• WHAT IS EXPECTED: The part below that opens with the line containing "[tag] seagull (a point for each instance)" and closes with the line containing "[tag] green field (a point for each instance)" should be copied exactly, minus any pictures.

Records from a dataset
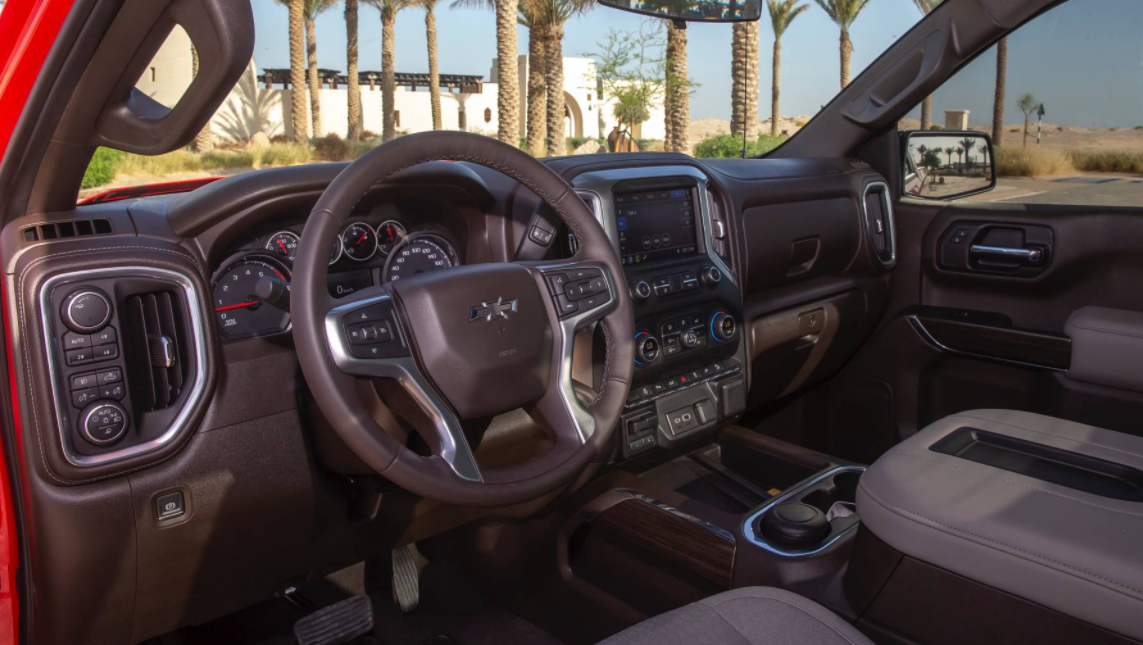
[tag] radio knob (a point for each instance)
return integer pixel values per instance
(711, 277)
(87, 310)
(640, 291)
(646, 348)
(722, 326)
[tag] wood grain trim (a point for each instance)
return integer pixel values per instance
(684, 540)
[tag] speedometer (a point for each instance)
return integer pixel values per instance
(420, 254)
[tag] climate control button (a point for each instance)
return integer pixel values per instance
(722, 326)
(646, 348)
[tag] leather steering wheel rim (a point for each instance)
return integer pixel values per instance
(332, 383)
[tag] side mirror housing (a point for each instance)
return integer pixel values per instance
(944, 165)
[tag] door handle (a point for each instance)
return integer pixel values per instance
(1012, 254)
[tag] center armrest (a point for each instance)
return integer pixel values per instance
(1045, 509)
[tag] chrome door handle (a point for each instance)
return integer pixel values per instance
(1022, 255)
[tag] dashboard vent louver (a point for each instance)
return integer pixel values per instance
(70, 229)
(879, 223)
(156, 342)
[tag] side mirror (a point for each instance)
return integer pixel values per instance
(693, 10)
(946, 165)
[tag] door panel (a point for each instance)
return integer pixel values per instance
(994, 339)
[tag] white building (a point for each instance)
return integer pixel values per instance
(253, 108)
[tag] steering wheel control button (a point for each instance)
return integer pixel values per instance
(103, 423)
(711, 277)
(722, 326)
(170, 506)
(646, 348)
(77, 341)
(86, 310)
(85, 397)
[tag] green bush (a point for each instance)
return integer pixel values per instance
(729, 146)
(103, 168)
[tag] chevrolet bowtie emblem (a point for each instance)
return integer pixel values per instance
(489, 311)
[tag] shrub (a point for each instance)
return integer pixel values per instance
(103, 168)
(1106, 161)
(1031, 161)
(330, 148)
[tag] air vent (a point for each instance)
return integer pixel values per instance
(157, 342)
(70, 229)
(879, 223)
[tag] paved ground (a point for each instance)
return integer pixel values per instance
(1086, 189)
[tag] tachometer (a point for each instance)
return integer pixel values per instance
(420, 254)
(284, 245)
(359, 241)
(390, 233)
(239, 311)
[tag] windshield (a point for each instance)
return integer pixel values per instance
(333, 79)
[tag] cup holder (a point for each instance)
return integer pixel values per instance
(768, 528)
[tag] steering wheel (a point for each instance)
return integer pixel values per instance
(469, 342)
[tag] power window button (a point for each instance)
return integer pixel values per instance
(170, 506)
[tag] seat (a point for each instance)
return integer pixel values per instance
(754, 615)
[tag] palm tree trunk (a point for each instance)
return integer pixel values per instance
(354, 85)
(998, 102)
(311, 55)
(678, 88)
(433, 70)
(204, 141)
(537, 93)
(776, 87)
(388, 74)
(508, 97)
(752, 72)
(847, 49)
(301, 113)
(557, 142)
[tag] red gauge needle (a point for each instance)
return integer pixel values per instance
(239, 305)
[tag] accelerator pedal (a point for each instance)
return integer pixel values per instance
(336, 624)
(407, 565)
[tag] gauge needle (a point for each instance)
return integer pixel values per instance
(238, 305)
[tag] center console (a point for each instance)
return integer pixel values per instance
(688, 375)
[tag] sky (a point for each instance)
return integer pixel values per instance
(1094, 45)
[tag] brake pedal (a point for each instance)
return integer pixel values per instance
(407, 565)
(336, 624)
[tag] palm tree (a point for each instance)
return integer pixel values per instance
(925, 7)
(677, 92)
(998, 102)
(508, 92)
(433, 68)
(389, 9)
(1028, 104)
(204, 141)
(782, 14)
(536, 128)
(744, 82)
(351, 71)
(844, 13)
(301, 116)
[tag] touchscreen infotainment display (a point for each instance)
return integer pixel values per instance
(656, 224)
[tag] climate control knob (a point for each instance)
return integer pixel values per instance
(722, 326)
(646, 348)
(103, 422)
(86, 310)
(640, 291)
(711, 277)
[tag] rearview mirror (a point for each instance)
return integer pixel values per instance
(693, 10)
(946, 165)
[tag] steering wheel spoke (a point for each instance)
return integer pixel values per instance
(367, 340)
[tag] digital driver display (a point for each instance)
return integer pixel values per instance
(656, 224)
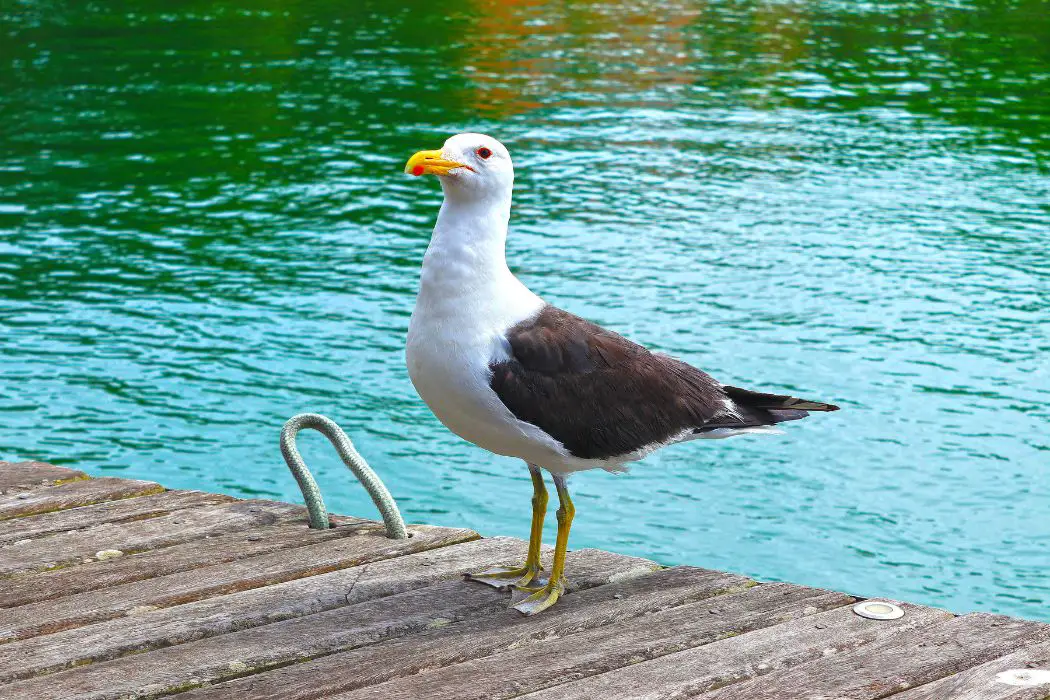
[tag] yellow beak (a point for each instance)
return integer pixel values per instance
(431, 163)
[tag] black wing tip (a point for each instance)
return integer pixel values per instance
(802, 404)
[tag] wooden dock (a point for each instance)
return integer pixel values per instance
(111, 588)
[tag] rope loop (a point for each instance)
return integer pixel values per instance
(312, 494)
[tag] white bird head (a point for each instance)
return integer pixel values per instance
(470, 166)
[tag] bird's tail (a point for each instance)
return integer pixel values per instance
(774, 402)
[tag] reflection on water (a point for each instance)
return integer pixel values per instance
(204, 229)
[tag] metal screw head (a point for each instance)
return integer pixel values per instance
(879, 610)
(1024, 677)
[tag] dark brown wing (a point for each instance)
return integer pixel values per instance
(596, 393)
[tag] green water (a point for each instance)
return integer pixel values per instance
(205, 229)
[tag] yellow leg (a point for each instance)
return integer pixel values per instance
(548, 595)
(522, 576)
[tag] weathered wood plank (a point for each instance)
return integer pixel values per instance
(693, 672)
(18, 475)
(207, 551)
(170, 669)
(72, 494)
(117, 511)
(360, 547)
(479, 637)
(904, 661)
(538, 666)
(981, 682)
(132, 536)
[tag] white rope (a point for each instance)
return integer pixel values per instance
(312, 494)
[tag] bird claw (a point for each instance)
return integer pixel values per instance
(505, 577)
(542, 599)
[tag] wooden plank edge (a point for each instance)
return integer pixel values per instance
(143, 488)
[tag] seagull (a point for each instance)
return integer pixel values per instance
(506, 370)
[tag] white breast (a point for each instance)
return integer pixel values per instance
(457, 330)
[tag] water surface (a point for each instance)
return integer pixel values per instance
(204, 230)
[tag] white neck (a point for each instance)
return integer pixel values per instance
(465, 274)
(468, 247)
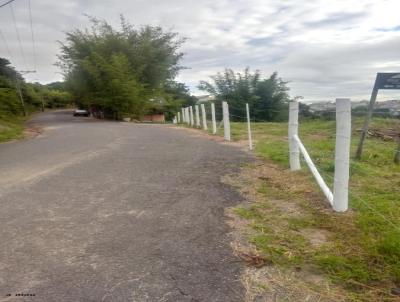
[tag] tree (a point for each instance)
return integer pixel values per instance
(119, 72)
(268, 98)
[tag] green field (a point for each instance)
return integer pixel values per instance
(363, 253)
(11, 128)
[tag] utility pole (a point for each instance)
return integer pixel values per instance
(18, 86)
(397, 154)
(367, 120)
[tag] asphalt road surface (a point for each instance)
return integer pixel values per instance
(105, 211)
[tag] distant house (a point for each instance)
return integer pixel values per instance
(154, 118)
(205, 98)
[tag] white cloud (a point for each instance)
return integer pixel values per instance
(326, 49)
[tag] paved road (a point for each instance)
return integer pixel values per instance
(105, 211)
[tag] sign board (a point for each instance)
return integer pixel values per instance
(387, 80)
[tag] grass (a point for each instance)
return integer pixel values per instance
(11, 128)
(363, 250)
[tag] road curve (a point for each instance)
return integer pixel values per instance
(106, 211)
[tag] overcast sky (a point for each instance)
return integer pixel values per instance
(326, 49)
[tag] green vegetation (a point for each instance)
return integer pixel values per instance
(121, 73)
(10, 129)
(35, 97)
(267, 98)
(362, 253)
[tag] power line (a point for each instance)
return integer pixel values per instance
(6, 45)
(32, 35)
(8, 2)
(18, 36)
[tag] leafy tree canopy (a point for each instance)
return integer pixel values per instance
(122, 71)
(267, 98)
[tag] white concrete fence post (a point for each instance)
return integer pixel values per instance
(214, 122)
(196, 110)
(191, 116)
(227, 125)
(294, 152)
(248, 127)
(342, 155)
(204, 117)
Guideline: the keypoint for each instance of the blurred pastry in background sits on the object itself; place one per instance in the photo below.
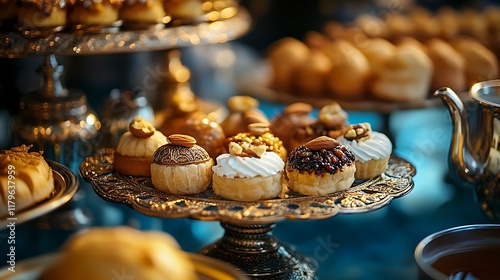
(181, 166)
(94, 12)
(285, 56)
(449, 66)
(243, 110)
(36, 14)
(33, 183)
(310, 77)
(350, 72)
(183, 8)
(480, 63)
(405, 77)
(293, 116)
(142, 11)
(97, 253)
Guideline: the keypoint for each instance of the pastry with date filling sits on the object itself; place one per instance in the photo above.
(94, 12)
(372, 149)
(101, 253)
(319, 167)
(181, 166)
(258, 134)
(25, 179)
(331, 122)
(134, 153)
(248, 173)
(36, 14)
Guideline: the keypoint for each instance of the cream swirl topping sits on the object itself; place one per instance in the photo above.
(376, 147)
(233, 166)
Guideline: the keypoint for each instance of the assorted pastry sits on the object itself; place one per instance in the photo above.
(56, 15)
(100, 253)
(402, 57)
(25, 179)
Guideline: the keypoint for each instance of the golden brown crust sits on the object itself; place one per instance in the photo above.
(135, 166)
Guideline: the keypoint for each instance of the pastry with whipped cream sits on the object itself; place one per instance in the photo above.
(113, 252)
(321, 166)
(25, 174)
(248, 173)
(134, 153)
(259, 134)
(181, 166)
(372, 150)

• ANSWER BELOW:
[tag] seagull (a point for each instance)
return integer pixel values per instance
(506, 370)
[tag] white breast (a point for each instance)
return integer pixel values per instance
(457, 330)
[tag] water surface (a point for each instance)
return integer pixel values per instance
(204, 230)
[tag] white neck (a point for each instance)
return integer pixel values per instance
(465, 274)
(468, 247)
[tag] tree (a point for each instance)
return integer pixel values per instance
(119, 72)
(268, 98)
[tag] green field (a point for each instance)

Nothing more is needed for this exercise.